● **What is required**:
Can you output the records below exactly as they are written?

=-=-=

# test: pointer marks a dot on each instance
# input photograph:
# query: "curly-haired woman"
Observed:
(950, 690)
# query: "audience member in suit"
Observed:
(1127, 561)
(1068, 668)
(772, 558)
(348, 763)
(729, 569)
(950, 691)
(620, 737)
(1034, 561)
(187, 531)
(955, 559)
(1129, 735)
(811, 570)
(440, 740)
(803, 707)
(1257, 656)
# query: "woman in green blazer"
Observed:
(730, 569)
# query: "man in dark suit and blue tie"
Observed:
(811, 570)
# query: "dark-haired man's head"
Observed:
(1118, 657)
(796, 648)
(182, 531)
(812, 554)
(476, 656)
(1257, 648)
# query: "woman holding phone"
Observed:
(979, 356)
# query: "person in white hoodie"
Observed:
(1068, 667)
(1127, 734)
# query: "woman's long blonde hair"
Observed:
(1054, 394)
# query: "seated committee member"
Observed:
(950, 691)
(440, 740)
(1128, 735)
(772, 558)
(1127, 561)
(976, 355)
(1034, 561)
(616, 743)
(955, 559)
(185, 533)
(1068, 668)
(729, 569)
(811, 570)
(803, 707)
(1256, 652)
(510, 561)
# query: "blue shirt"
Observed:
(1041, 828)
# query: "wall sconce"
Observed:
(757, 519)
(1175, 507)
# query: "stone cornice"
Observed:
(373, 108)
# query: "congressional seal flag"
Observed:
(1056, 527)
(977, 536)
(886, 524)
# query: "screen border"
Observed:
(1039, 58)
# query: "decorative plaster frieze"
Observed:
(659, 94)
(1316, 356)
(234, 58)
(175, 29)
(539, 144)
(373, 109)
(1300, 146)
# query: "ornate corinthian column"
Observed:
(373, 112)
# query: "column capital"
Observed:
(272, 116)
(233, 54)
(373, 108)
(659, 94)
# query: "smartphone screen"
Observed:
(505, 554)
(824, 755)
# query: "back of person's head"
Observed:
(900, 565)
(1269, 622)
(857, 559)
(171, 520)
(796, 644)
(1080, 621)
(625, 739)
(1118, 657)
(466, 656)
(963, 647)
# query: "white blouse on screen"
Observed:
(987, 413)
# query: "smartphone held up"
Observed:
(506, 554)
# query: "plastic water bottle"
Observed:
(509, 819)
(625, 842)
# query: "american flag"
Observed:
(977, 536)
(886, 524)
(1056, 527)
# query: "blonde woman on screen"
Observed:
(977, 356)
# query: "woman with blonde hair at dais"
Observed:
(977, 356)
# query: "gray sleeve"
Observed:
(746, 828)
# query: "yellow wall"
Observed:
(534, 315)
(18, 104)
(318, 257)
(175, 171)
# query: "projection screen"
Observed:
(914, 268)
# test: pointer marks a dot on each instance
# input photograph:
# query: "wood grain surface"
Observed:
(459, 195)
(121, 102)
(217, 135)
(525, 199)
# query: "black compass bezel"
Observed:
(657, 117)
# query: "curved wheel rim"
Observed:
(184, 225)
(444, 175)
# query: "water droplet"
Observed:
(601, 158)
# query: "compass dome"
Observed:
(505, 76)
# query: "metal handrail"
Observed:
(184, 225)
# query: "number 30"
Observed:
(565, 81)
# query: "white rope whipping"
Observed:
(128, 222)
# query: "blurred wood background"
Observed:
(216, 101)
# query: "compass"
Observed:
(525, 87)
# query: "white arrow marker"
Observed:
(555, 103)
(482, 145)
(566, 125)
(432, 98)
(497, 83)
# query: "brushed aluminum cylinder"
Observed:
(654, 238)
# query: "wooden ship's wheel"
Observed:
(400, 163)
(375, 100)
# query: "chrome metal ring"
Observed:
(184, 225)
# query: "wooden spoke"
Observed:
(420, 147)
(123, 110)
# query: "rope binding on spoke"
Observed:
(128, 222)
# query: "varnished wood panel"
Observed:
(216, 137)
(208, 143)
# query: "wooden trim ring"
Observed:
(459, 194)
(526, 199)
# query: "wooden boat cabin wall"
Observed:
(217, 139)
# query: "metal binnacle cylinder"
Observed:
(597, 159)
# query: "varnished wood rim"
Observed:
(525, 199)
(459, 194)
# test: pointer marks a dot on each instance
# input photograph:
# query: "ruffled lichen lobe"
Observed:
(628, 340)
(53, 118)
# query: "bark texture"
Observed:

=-=-=

● **Full solution**:
# test: pointer marks a dot on each instance
# input photograph:
# query: "curly-haired woman"
Observed:
(950, 690)
# query: "audience member in suit"
Observed:
(1127, 561)
(1068, 668)
(772, 558)
(348, 763)
(729, 569)
(950, 691)
(620, 737)
(1034, 561)
(187, 531)
(955, 559)
(1129, 735)
(811, 570)
(440, 740)
(803, 707)
(1257, 656)
# query: "woman in green blazer"
Observed:
(730, 569)
# query: "man in dark suit and blue tie"
Observed:
(811, 570)
# query: "dark-haired man's head"
Observed:
(1118, 657)
(796, 648)
(182, 531)
(812, 554)
(476, 656)
(1257, 648)
# query: "woman holding phone"
Observed:
(979, 356)
# query: "person in white hoodie"
Observed:
(1068, 667)
(1127, 734)
# query: "woman's long blonde hair"
Observed:
(1054, 394)
# query: "seated committee member"
Observed:
(950, 691)
(440, 740)
(1128, 735)
(772, 558)
(1127, 561)
(976, 355)
(1034, 561)
(616, 743)
(955, 559)
(185, 533)
(1068, 668)
(729, 569)
(811, 570)
(803, 707)
(1256, 652)
(510, 561)
# query: "blue shirt"
Observed:
(1041, 828)
# query: "wall sconce"
Observed:
(757, 519)
(1175, 507)
# query: "stone cornice"
Observed:
(373, 108)
# query: "congressional seal flag"
Observed:
(1056, 527)
(977, 536)
(886, 524)
# query: "screen border"
Observed:
(1039, 58)
# query: "decorative plaster frieze"
Observed:
(659, 94)
(1316, 356)
(234, 58)
(175, 29)
(539, 144)
(373, 109)
(1300, 146)
# query: "ornate corinthian column"
Observed:
(373, 112)
# query: "column capital"
Observed:
(272, 116)
(233, 54)
(373, 108)
(659, 94)
# query: "smartphone screen"
Observed:
(505, 554)
(824, 755)
# query: "back of person's head"
Observed:
(900, 565)
(1269, 622)
(857, 559)
(171, 520)
(796, 644)
(1080, 621)
(625, 739)
(1118, 657)
(466, 656)
(963, 647)
# query: "white blouse on screen"
Observed:
(987, 413)
# query: "smartphone held up"
Observed:
(506, 554)
# query: "plastic water bottle"
Observed:
(509, 819)
(625, 842)
# query: "american flag"
Observed:
(977, 536)
(886, 524)
(1056, 527)
# query: "blonde woman on screen"
Observed:
(977, 356)
# query: "woman with blonde hair at dais"
Observed:
(977, 356)
# query: "gray sleeve"
Observed:
(746, 828)
# query: "yellow wall"
Observed:
(534, 315)
(18, 104)
(318, 257)
(175, 171)
# query: "projection screen"
Observed:
(914, 268)
# test: pointer marks a dot on each instance
# input photograph:
# query: "wood grain surface"
Observed:
(459, 195)
(121, 102)
(217, 135)
(525, 199)
# query: "black compass bezel"
Observed:
(657, 117)
# query: "curved wheel rim"
Observed:
(184, 225)
(444, 175)
# query: "water droplet"
Observed:
(601, 158)
# query: "compass dome"
Observed:
(505, 76)
# query: "metal handrail"
Observed:
(184, 225)
# query: "number 30"
Observed:
(565, 81)
# query: "white rope whipping"
Observed:
(128, 222)
# query: "blurred wood background"
Observed:
(216, 101)
# query: "compass"
Observed:
(525, 87)
# query: "white arrow marker"
Observed:
(555, 103)
(482, 145)
(566, 125)
(432, 98)
(497, 83)
# query: "brushed aluminum cylinder"
Observed:
(654, 238)
# query: "wooden ship's wheel"
Observed:
(400, 163)
(375, 100)
# query: "chrome metal ring"
Observed:
(184, 225)
# query: "wooden spoke"
Observed:
(420, 147)
(123, 110)
# query: "rope binding on spoke"
Observed:
(128, 222)
# query: "varnished wood panel"
Observed:
(216, 137)
(208, 143)
# query: "wooden trim ring"
Observed:
(459, 194)
(526, 199)
# query: "wooden boat cabin wall"
Observed:
(217, 139)
# query: "metal binnacle cylinder"
Observed:
(597, 159)
# query: "varnished wood rim"
Observed:
(525, 199)
(459, 194)
# test: pointer marks a dot on each instance
# input photograph:
# query: "ruffled lichen lobe"
Observed:
(628, 340)
(53, 118)
# query: "bark texture"
Observed:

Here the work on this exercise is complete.